Aim: From the line with "the white wristband." through the final line, transcribe the material below character for character; include no other lines.

Given data:
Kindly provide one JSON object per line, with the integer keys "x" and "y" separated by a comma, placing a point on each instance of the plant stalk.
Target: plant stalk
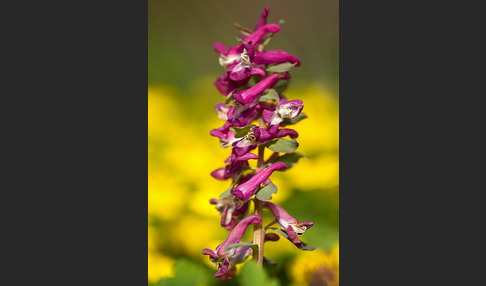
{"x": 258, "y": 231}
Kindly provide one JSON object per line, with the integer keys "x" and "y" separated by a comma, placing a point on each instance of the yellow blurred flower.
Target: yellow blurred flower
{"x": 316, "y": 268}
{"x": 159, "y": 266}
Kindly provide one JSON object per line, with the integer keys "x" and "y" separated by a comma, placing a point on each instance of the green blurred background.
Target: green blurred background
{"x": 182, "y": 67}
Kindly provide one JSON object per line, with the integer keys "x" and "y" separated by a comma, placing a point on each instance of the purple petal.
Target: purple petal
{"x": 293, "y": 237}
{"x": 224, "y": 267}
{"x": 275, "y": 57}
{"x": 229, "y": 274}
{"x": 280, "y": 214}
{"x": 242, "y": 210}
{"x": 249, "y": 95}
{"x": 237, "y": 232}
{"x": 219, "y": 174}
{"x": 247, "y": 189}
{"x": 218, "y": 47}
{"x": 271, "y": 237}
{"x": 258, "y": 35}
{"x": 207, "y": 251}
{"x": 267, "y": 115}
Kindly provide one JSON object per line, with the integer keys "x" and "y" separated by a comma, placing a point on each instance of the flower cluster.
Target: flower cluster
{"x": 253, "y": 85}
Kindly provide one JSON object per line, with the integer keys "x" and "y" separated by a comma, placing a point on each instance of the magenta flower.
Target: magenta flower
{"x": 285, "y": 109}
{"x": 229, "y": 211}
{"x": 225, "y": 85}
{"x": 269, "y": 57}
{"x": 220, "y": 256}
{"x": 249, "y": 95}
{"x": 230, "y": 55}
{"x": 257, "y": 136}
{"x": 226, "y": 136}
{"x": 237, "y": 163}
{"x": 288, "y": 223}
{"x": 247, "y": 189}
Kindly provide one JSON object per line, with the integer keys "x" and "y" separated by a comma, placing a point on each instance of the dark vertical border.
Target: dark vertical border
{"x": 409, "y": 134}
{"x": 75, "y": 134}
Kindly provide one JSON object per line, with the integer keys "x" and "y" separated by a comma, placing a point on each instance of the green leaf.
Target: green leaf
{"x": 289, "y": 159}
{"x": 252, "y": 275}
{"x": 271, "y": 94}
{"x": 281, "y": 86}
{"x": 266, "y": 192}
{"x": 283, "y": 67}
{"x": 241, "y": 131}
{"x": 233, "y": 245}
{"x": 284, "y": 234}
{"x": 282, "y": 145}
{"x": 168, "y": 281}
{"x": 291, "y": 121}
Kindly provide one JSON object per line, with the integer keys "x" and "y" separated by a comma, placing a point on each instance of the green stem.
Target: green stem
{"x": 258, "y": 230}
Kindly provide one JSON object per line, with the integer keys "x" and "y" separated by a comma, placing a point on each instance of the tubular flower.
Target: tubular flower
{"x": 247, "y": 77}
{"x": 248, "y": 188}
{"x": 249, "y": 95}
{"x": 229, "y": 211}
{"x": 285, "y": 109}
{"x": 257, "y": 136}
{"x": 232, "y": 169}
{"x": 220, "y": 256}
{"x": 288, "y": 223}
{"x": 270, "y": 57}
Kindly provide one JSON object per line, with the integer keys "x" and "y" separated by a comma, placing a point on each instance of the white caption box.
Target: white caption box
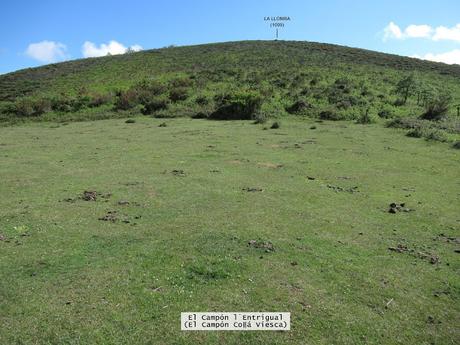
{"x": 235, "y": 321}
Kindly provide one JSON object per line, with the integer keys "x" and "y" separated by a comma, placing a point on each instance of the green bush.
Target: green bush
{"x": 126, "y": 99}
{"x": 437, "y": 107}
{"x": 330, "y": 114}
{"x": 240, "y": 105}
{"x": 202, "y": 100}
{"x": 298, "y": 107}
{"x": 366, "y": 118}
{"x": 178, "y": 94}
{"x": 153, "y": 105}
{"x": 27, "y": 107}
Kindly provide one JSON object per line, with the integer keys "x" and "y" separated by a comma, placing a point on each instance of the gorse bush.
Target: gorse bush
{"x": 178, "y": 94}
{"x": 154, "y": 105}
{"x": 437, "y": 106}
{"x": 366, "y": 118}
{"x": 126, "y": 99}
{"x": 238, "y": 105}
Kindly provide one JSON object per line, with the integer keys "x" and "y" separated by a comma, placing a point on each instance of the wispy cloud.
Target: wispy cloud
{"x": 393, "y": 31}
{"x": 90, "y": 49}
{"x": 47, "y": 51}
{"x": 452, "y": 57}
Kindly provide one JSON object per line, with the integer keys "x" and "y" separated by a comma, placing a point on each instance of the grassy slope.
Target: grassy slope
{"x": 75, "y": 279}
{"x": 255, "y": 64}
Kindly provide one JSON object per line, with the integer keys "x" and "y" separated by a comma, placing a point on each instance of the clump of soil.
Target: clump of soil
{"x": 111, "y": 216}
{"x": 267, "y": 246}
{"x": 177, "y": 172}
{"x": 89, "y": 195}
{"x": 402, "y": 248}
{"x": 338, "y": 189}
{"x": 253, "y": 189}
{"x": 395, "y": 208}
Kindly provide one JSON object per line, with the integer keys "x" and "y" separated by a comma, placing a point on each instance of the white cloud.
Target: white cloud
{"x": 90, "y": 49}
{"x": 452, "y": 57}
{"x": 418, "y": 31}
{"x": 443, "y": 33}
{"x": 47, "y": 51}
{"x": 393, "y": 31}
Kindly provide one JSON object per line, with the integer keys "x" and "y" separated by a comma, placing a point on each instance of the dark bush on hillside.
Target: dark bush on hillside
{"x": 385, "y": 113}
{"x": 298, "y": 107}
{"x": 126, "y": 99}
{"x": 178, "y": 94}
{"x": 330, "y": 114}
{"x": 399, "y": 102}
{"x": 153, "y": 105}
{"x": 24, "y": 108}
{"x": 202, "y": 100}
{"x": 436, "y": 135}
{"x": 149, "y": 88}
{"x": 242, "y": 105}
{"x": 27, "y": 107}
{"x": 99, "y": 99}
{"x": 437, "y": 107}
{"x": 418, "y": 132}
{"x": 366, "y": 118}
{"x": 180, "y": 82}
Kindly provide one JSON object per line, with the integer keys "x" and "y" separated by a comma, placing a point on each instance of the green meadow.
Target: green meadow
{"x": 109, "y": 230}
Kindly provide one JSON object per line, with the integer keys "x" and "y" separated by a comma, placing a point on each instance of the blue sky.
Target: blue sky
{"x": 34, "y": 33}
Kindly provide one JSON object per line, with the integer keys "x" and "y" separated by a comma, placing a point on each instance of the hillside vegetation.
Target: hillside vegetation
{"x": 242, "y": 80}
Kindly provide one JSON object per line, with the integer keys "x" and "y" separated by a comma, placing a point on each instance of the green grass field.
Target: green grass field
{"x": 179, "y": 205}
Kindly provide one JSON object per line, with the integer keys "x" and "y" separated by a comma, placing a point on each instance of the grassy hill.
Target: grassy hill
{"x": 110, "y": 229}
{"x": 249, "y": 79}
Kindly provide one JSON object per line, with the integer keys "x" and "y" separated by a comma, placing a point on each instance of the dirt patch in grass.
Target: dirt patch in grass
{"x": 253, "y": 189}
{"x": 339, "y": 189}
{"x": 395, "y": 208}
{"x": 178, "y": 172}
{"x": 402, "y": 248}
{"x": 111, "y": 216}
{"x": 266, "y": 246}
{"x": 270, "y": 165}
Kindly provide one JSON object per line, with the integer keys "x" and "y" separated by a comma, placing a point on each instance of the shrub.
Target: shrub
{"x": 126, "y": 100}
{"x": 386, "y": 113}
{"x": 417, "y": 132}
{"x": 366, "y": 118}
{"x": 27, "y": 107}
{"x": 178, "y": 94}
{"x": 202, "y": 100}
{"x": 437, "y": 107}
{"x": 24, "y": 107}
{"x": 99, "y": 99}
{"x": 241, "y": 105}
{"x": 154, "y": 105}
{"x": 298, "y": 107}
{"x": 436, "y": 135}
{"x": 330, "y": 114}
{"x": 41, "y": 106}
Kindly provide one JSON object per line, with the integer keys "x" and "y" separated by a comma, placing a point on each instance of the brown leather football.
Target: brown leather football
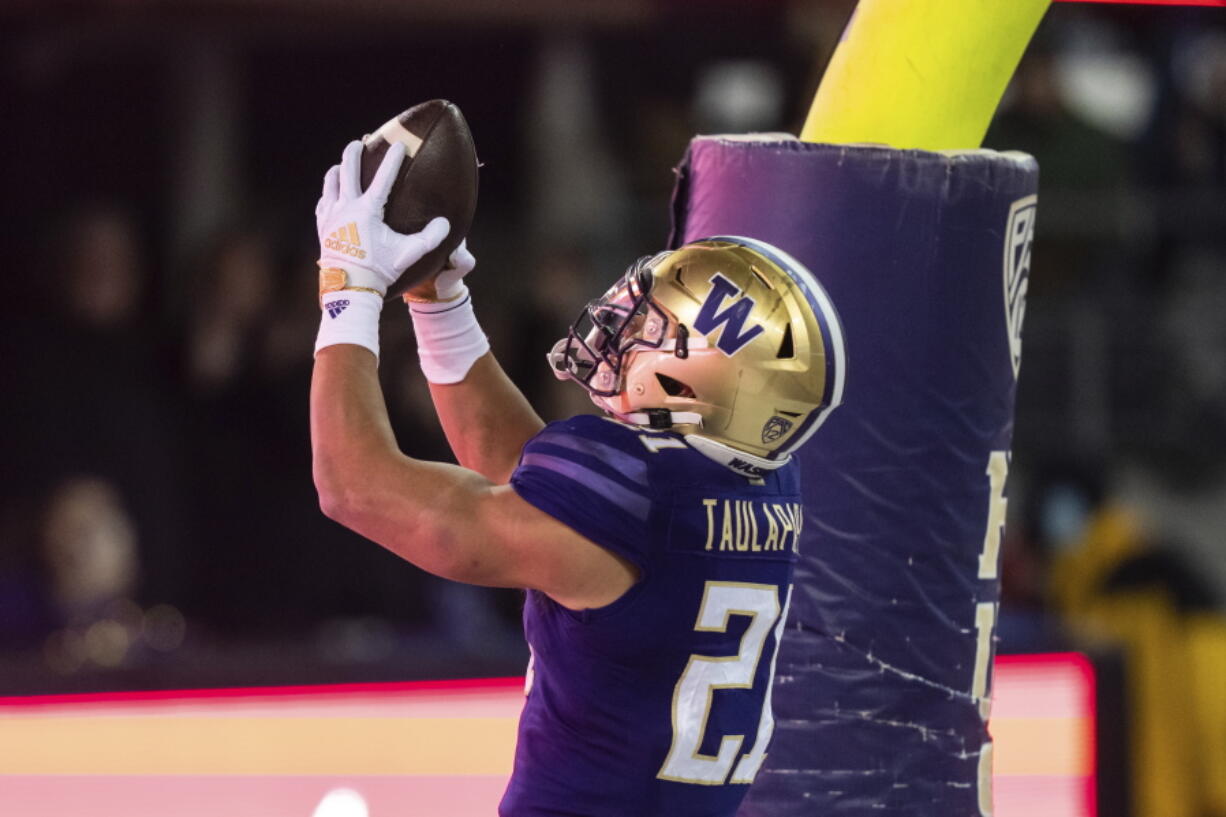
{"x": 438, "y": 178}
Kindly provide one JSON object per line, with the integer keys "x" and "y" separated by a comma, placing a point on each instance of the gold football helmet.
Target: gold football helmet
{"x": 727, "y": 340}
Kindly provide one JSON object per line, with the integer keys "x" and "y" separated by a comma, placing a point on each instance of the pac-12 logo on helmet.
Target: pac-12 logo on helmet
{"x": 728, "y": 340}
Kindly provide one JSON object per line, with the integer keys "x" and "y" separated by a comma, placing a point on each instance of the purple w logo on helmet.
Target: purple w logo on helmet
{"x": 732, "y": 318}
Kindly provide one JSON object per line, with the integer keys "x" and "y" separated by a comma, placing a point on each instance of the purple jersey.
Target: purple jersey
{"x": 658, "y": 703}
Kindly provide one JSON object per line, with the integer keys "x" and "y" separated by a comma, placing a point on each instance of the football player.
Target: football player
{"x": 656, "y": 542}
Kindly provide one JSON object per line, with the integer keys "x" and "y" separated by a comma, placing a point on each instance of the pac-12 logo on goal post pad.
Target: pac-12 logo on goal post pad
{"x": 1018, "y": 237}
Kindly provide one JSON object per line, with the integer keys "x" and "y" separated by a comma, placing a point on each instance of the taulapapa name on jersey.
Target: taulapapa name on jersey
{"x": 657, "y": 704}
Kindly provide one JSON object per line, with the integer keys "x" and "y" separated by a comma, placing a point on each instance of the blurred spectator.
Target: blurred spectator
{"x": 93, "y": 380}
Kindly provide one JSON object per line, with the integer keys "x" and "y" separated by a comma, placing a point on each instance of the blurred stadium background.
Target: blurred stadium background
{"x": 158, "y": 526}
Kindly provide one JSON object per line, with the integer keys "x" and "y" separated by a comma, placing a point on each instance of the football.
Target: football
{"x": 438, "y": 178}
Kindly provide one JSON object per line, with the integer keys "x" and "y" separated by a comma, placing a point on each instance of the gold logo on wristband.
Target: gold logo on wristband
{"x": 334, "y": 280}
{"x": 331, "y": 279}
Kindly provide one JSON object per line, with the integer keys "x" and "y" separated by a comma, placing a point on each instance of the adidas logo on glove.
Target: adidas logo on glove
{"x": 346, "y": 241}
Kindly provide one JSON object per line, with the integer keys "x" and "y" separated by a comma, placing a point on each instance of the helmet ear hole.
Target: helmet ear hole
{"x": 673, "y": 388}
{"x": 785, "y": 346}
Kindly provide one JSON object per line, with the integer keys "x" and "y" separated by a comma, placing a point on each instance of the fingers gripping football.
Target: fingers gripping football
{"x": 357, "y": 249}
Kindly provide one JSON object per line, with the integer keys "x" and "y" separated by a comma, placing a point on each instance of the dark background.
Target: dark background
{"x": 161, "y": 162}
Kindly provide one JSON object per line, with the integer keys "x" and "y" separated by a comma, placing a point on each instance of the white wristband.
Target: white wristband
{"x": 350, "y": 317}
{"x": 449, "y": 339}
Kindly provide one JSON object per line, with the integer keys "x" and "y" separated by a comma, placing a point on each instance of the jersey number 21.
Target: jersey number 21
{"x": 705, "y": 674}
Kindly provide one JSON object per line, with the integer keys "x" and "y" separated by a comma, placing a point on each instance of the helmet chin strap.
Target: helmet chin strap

Output:
Kindly provide one JSON object per line, with the integer keys "x" and "y" separated by a comma, placing a point on each instance of the white wristband.
Target: white wristband
{"x": 350, "y": 317}
{"x": 449, "y": 339}
Kindly provide one JSON object per line, with the integer keys "x" and "y" separated by a comma, placing a point on each instance of the jersey number 21.
Target: jersey number 21
{"x": 705, "y": 674}
Kindly provide one JSON object per line, with the integer keys "x" and "y" separated by a comma, placing a point on each instance of the helmet chin strap.
Target: helmet chin strap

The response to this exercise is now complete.